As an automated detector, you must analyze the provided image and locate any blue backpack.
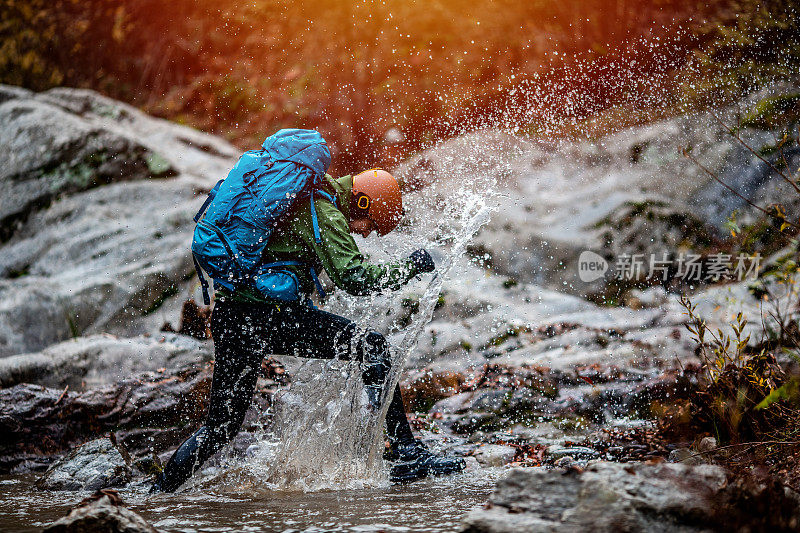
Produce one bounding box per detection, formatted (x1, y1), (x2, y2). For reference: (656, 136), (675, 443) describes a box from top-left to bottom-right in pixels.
(192, 129), (336, 305)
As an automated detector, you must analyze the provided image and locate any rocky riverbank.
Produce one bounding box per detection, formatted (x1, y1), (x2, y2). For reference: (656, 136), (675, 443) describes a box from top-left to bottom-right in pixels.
(0, 87), (798, 531)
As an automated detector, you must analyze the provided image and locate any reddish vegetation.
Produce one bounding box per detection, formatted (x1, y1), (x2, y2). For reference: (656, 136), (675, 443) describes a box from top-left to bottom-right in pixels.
(0, 0), (769, 171)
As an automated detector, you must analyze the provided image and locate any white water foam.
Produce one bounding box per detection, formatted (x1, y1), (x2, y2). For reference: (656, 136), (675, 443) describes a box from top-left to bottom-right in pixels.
(204, 169), (495, 493)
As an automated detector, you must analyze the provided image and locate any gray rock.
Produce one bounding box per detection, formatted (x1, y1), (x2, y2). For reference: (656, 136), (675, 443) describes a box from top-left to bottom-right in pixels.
(36, 438), (133, 491)
(43, 491), (158, 533)
(462, 462), (800, 533)
(697, 437), (717, 452)
(474, 444), (517, 466)
(0, 333), (214, 390)
(0, 86), (237, 357)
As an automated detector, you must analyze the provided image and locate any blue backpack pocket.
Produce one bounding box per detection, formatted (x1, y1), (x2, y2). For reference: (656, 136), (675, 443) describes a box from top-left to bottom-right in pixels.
(253, 270), (300, 302)
(192, 219), (242, 282)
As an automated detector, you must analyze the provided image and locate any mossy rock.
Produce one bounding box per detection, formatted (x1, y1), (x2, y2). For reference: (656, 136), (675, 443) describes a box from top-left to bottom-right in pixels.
(741, 93), (800, 130)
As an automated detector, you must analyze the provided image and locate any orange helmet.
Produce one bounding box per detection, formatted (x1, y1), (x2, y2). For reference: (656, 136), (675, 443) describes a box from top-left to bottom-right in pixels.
(350, 168), (403, 236)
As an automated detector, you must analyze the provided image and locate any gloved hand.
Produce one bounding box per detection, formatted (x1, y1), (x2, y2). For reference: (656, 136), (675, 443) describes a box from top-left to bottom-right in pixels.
(408, 248), (436, 272)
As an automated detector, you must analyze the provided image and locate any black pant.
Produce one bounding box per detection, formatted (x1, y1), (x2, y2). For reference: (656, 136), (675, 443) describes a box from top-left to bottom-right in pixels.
(156, 300), (414, 491)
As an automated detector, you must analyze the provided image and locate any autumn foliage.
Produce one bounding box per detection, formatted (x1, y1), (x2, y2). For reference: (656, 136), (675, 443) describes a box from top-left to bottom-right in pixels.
(0, 0), (783, 170)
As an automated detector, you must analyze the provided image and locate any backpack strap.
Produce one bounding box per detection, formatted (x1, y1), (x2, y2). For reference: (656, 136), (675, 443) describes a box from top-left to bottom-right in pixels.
(259, 261), (326, 298)
(192, 254), (211, 305)
(311, 189), (339, 244)
(194, 179), (225, 221)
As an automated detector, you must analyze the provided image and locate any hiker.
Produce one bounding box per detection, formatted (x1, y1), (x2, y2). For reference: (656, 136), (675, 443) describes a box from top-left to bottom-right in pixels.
(152, 130), (465, 492)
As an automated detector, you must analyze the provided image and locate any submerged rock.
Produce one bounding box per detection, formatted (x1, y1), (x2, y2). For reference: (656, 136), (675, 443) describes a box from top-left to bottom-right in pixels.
(0, 365), (211, 472)
(36, 438), (133, 490)
(462, 462), (800, 533)
(0, 333), (213, 390)
(43, 490), (158, 533)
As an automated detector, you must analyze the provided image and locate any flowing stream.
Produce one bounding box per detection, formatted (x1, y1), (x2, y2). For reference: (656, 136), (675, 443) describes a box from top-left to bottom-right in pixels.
(198, 182), (492, 493)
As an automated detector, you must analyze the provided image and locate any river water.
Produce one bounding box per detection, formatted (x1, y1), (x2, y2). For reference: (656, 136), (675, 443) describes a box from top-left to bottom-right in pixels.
(0, 468), (503, 533)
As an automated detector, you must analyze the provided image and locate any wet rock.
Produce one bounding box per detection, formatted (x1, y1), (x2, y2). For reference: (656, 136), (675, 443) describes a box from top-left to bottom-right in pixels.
(473, 444), (517, 466)
(36, 438), (133, 490)
(0, 365), (211, 472)
(0, 98), (175, 240)
(462, 462), (800, 533)
(401, 370), (466, 412)
(43, 490), (158, 533)
(0, 85), (237, 357)
(0, 333), (214, 390)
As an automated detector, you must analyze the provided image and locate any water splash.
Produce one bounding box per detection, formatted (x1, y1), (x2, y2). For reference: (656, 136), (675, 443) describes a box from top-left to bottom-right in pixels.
(206, 168), (496, 493)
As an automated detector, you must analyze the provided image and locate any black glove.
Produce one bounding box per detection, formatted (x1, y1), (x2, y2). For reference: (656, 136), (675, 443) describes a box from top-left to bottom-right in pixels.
(408, 248), (436, 272)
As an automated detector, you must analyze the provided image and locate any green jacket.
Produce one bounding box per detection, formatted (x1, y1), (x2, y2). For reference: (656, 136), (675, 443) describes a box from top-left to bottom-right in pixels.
(219, 174), (419, 303)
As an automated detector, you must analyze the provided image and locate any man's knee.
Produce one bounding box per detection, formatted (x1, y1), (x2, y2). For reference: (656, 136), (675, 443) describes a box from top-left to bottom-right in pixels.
(359, 331), (392, 384)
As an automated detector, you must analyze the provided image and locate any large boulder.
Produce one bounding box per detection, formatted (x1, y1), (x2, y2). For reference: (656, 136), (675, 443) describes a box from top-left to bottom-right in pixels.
(395, 85), (800, 294)
(462, 462), (800, 533)
(0, 88), (237, 357)
(36, 437), (133, 491)
(0, 365), (212, 472)
(0, 333), (214, 390)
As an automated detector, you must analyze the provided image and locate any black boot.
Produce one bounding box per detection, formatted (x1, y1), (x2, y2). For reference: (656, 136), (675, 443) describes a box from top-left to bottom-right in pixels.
(389, 440), (467, 483)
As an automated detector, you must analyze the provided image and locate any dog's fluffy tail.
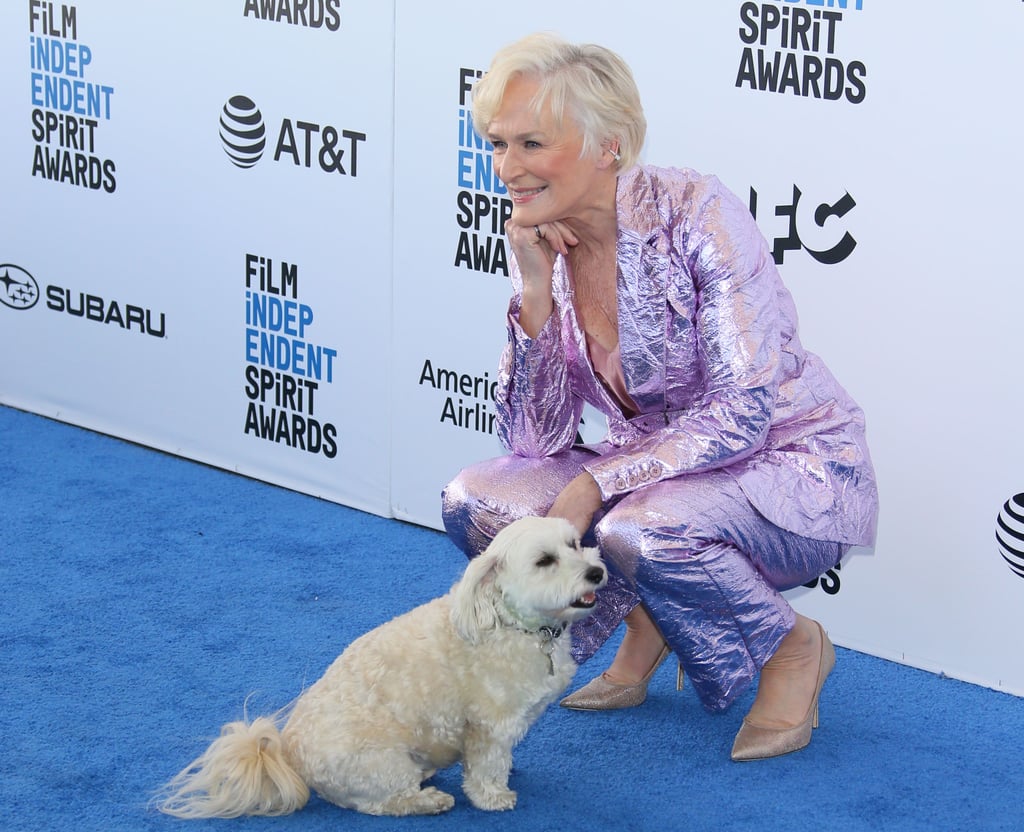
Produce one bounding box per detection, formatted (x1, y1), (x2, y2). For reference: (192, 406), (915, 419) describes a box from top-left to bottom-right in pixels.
(157, 716), (309, 818)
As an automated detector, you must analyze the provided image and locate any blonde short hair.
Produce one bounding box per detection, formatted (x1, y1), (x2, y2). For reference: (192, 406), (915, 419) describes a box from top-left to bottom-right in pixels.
(473, 33), (647, 170)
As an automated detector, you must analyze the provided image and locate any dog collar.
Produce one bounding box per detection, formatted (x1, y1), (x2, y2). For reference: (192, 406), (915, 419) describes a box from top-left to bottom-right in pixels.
(537, 623), (568, 676)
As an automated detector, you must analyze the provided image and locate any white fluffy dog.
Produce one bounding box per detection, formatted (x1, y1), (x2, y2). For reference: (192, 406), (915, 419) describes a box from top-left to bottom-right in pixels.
(160, 517), (607, 818)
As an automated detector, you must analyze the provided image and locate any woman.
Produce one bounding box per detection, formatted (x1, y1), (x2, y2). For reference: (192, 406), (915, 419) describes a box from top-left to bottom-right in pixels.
(442, 35), (878, 760)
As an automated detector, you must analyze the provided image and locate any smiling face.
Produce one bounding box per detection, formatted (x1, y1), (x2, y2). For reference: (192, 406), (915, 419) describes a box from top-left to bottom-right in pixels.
(487, 76), (614, 226)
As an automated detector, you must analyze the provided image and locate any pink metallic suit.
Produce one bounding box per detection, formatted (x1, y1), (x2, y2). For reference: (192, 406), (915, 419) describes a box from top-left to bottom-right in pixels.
(442, 167), (878, 710)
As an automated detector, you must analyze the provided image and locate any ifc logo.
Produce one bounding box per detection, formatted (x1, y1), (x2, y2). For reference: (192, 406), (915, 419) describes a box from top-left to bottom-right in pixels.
(220, 95), (266, 168)
(0, 263), (39, 309)
(995, 494), (1024, 578)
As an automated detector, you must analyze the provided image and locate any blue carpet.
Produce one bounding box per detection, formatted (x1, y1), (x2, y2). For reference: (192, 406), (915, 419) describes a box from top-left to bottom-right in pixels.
(0, 399), (1024, 832)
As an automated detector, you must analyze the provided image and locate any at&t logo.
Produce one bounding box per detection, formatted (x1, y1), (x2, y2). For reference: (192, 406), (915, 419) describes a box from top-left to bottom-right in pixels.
(0, 263), (39, 309)
(220, 95), (266, 168)
(995, 494), (1024, 578)
(220, 95), (367, 177)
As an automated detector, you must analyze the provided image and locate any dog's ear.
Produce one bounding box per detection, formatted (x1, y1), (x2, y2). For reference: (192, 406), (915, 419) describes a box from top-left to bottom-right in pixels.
(452, 547), (501, 644)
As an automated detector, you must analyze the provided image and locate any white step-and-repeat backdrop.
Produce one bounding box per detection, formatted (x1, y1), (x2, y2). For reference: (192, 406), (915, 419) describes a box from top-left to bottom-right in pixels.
(0, 0), (1024, 695)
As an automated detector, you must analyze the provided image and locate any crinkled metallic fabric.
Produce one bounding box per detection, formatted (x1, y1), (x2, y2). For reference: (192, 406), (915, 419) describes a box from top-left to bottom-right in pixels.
(442, 448), (848, 711)
(442, 167), (878, 710)
(496, 167), (878, 545)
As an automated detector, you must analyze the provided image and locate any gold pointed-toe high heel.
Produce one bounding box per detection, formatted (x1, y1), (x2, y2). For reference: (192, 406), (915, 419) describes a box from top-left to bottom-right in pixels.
(559, 644), (683, 711)
(732, 622), (836, 762)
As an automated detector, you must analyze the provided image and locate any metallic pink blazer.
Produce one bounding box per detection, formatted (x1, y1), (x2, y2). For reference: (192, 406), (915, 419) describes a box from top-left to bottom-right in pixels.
(496, 167), (878, 545)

-------

CHALLENGE
Rewrite the material above, from its first line through the line containing "(0, 87), (798, 531)", inclusive, as a Markdown table with the columns Row and Line, numbering each line and omitting blank lines. Leave the pictures out of the table.

OUTPUT OF THE EXERCISE
| Row | Line |
|---|---|
| 1 | As an automated detector, you must analyze the provided image and locate any blue backpack. |
| 2 | Produce one bounding box per detection, formatted (x1, y1), (x2, y2). For reference: (656, 136), (675, 443) describes a box from top-left to bottom-right in pixels. |
| 3 | (192, 129), (336, 305) |
| 4 | As an automated detector, you must analyze the provided image and locate any rocky riverbank. |
| 5 | Produce one bounding box per detection, formatted (x1, y1), (x2, y2). For reference: (656, 136), (675, 443) describes a box from top-left to bottom-right in pixels. |
| 6 | (0, 87), (798, 531) |